__PASSAGE__.

The Minister rightly said, as did my hon. Friend Mr. Field and others in interventions, that business improvement districts are a good model for that. I have had the opportunity to talk to several people who run successful business improvement schemes. I recently met Dame Judith Mayhew Jonas, who is leading a successful scheme in a new west end company in my hon. Friend's constituency. The point that was made by everyone involved in the BID schemes is that they work because there is genuine buy-in from businesses and a real incentive for everyone to succeed. Why not adopt that model with the compulsory ballots?
The hon. Gentleman knows that I have a particular interest in the Bill's business improvement district scheme because I introduced it when I was a Minister. I suggest that not all businesses have a say in a ballot because not all businesses pay the business improvement district levy. It is a levy only on tenants, and there is an issue about the non-contribution of freeholders, who are not involved in the balloting, although many make voluntary contributions because they see the benefits of the scheme. Will the hon. Gentleman be more careful in his claim that all businesses contribute through a ballot, because that is not so?
Voluntary contributions are welcome, but it follows from the right hon. Gentleman's logic that those who pay should take part in a ballot so that they are represented; otherwise, it would be taxation without representation. That does not detract from the valuable role that voluntary contributions play in BIDs, nor does it undermine the argument that those who are liable to pay the BRS should have a ballot before the scheme is introduced. The point is simple, and would improve the Bill's credibility hugely. It is difficult to understand why the Government have not given way on that, and I hope that they will reflect on it if the Bill progresses to Committee.
I want to raise some issues about safeguards. First, the most important safeguard, which all businesses say that they want, is the compulsory ballot, and I have discussed that. The second issue is the threshold. The Bill does not specify what it will be. The Minister said that the intention—I do not doubt it—is that it should be £50,000 rateable value, but we must make allowance for the fact that there will be a revaluation of business rates in 2010, so many more businesses are likely to be above the threshold. The suggestion that nine in 10 businesses will not pay is unlikely to be the case. Surely, the Government should give a commitment—perhaps they could put it in the Bill—to review the threshold after each revaluation. It seems only fair and reasonable to provide businesses with that further protection.
There is concern about the definitions in the Bill. I appreciate that it contains some definitions of what the BRS cannot be spent on, but it is interesting that that is the opposite approach to that adopted for the community infrastructure levy in the Planning Act 2008, which contains a specific definition of what can be the aim of a CIL. Why have the Government adopted virtually the opposite approach in the Bill? A tighter and specific definition of economic development would help businesses.

__DATASET__.

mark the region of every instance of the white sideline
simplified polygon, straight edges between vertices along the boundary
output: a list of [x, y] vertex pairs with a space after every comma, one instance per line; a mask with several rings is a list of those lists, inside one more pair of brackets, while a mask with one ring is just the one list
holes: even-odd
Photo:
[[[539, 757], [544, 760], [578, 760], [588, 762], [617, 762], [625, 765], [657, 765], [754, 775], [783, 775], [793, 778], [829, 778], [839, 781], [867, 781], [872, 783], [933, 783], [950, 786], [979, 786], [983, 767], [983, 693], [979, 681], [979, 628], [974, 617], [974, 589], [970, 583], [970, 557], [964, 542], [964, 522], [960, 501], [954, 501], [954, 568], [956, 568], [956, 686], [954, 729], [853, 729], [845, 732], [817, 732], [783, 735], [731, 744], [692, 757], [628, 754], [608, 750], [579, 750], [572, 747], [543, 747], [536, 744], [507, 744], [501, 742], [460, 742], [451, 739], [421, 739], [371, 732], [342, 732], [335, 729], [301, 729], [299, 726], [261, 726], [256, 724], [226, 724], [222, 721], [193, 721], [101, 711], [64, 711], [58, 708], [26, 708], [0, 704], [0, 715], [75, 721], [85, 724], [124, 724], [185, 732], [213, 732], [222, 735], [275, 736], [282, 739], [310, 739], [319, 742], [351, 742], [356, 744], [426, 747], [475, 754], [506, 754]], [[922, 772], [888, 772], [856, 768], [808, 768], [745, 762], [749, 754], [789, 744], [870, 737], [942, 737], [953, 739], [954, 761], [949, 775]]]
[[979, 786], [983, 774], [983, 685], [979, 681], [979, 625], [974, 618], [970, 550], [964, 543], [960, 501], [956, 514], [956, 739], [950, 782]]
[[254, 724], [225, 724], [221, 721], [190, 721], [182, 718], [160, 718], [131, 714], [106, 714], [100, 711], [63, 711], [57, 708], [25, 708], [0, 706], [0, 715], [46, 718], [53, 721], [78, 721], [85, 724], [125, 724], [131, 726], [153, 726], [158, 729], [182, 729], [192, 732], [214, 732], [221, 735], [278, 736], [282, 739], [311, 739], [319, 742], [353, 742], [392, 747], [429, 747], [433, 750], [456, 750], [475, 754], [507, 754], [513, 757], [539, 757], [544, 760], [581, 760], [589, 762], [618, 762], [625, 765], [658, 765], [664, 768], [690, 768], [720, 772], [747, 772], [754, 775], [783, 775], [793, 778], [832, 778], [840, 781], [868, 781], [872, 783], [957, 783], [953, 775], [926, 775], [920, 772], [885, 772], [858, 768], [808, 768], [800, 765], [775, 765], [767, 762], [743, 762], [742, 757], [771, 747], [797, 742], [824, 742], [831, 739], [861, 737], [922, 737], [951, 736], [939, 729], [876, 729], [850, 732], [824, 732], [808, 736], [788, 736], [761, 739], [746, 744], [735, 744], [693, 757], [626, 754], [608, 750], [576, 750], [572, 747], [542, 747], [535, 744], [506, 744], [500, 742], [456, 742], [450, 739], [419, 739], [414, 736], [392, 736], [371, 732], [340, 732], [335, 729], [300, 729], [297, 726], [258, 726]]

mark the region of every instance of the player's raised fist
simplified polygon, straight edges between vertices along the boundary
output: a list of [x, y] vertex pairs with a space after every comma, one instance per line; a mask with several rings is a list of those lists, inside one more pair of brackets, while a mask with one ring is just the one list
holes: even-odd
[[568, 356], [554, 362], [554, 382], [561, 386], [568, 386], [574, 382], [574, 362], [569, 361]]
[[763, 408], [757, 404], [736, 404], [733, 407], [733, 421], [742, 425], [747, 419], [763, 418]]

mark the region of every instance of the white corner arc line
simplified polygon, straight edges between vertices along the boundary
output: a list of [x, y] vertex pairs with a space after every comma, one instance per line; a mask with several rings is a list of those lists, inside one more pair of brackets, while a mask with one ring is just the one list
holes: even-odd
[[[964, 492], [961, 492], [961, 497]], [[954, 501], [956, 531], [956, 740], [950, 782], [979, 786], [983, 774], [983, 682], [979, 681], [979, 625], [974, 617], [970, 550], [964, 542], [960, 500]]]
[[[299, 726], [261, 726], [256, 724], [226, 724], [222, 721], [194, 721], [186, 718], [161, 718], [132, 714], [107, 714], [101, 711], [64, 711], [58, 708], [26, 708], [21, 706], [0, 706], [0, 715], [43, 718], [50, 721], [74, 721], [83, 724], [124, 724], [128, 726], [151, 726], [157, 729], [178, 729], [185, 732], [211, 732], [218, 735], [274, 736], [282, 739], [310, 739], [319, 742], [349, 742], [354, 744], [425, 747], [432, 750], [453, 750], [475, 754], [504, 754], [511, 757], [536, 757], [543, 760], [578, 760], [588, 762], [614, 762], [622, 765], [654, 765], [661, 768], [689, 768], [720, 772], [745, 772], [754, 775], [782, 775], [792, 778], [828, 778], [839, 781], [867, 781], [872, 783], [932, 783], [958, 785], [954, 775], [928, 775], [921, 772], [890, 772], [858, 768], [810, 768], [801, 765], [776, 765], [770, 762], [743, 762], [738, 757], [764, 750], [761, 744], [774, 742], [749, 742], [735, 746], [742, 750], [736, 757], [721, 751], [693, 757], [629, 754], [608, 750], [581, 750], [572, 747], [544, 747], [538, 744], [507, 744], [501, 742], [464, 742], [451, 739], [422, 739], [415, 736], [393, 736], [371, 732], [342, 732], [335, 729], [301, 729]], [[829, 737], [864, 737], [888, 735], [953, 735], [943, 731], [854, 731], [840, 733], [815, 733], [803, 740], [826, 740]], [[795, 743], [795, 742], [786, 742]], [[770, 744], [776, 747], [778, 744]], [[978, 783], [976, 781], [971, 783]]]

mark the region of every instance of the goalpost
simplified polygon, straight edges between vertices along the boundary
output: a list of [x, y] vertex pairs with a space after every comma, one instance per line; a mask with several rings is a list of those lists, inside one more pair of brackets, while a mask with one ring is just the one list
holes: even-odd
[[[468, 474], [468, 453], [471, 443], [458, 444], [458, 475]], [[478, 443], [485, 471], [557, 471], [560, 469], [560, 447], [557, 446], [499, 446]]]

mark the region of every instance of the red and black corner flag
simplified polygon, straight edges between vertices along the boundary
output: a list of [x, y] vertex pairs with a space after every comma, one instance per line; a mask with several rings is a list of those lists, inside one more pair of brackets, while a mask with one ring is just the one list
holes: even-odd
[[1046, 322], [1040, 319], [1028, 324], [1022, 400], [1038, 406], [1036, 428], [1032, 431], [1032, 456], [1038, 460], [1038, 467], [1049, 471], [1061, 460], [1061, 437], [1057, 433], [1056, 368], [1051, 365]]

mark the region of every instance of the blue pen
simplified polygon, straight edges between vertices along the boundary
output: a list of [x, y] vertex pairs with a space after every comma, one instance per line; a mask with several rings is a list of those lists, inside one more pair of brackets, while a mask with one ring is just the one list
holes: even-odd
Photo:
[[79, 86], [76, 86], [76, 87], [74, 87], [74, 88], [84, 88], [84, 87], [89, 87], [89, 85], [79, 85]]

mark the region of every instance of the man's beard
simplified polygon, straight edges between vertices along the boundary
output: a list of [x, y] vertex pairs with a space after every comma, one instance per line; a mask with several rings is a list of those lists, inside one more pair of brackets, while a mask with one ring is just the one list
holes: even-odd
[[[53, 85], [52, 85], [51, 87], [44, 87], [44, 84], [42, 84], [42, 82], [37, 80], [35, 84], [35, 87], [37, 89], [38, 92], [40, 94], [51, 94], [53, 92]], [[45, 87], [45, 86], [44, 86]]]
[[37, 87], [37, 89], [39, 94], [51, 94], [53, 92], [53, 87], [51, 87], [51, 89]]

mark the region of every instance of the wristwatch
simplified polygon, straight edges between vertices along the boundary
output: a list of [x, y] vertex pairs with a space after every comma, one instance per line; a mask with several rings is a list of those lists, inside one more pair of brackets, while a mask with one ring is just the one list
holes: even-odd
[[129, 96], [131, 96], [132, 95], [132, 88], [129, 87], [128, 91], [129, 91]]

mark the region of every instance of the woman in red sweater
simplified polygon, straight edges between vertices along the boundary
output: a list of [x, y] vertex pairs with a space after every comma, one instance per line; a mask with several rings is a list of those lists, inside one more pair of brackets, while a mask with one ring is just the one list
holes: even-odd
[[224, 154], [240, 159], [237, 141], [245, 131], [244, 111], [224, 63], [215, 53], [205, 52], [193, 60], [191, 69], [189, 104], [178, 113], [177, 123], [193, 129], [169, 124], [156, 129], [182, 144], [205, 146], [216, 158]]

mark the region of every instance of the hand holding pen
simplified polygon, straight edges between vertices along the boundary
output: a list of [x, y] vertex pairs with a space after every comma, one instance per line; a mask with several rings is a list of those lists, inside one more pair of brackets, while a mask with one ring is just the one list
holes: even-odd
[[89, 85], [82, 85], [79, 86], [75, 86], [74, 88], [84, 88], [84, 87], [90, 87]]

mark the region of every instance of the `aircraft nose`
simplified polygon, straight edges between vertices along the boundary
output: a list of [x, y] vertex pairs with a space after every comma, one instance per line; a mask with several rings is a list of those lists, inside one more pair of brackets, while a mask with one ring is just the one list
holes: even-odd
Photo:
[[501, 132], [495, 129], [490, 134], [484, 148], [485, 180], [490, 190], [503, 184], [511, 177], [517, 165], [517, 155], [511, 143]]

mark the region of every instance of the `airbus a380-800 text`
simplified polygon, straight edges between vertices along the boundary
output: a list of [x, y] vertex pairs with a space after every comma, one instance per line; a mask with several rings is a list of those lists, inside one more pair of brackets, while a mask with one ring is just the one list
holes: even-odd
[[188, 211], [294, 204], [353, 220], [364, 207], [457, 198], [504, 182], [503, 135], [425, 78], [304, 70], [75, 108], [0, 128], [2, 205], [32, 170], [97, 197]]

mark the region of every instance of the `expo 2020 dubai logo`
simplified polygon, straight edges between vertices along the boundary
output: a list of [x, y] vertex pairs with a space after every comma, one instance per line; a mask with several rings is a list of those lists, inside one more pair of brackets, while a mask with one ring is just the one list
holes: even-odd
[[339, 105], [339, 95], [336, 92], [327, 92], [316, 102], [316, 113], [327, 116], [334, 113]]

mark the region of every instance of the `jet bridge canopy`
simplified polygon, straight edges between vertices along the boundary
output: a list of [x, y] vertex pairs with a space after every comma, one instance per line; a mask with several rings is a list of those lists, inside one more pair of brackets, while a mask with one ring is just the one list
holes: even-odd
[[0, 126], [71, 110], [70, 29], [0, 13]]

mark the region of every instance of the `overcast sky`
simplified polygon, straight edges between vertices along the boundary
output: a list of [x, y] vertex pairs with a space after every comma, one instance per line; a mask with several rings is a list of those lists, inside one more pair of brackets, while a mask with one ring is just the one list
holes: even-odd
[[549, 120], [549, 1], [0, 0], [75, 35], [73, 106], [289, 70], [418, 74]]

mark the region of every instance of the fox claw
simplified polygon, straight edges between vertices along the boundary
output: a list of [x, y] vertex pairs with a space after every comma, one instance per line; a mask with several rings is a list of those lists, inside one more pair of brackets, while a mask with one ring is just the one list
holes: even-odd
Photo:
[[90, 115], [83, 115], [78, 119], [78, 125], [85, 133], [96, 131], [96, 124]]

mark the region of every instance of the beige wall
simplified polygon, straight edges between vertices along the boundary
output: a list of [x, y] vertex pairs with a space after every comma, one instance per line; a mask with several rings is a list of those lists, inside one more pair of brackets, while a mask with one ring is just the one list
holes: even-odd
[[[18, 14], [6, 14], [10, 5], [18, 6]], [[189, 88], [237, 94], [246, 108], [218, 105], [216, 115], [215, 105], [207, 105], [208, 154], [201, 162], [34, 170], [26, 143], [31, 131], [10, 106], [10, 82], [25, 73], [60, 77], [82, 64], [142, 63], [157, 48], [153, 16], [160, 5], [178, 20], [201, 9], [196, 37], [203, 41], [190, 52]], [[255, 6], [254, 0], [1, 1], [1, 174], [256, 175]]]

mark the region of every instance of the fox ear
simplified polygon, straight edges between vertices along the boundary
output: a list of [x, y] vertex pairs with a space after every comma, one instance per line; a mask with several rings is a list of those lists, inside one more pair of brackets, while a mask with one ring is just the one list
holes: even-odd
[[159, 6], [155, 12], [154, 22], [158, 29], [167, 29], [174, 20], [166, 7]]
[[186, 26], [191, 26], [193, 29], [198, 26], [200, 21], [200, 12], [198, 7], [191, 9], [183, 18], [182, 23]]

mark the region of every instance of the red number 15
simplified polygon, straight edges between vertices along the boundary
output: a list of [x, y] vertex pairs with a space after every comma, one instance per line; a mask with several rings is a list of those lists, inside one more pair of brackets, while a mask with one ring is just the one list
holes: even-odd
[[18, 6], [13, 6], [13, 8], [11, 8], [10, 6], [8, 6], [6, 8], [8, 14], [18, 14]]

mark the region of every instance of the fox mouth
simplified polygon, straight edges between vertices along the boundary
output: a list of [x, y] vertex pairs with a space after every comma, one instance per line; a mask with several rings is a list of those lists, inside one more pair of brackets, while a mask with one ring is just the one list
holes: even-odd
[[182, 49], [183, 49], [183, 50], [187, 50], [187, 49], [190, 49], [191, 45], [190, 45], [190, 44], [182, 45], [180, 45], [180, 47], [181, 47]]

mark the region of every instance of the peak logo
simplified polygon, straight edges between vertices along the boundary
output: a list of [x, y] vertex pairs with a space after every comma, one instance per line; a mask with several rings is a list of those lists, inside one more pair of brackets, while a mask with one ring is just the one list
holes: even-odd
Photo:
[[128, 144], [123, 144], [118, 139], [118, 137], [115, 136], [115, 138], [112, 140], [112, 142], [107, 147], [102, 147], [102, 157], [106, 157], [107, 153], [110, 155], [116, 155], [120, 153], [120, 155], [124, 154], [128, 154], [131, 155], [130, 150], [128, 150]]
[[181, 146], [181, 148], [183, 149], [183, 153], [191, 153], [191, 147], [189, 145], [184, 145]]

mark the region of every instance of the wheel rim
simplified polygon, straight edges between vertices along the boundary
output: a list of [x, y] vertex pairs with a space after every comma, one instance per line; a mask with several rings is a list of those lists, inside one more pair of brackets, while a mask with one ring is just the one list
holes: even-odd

__TO DO__.
1) Set down the part of the business rates debate text above between "I want to raise" and "that further protection.", inclusive.
2) Name each distinct abbreviation written in capital letters in the business rates debate text above, counting a plural form with its singular.
3) Extend the debate on business improvement districts and the business rate supplement beyond its last paragraph above.

__TASK-BY-TASK ANSWERS__.
1)
I want to raise some issues about safeguards. First, the most important safeguard, which all businesses say that they want, is the compulsory ballot, and I have discussed that. The second issue is the threshold. The Bill does not specify what it will be. The Minister said that the intention—I do not doubt it—is that it should be £50,000 rateable value, but we must make allowance for the fact that there will be a revaluation of business rates in 2010, so many more businesses are likely to be above the threshold. The suggestion that nine in 10 businesses will not pay is unlikely to be the case. Surely, the Government should give a commitment—perhaps they could put it in the Bill—to review the threshold after each revaluation. It seems only fair and reasonable to provide businesses with that further protection.

2) BID, BRS, CIL

3)
Some people are worried about the administrative costs of a two-tier structure, and several London boroughs have asked for an assurance that their administrative costs will be met within the costs of the BRS. I hope that the Minister will respond to that.
Those are a number of specific and quite technical points that we might return to in Committee, but they do not take away from the overall thrust of our argument, which is that in a sense this is a form of taxation without representation. I may have spent some of Christmas watching "John Adams" on Channel 4—a very fine series it was too—but I do not want to see the Minister cast as a sort of General Gage, imposing these imposts on business. He does not look at all like Lord North. However, there is a real risk that the relationship that has been built up in good authorities will be damaged. The provision is a burden on businesses at a time when only today we have seen the Prime Minister on television announcing yet another set of supposed initiatives to try to help in an economic downturn. However, it is not the words that count but the deeds. At the same time as we have the spin about more investment in jobs, the Government, as their first legislative act, are introducing a Bill that will impose a burden on businesses and therefore be a threat to jobs.
My hon. Friend will have noticed that the thrust of the Minister's argument for not having a ballot under the regulations is that he is worried that businesses would block the proposal. Surely businesses know what is best for them, and if they block such a proposal they obviously cannot see a benefit to it. If they cannot see a benefit, surely the proposal ought to be carried out under general taxation.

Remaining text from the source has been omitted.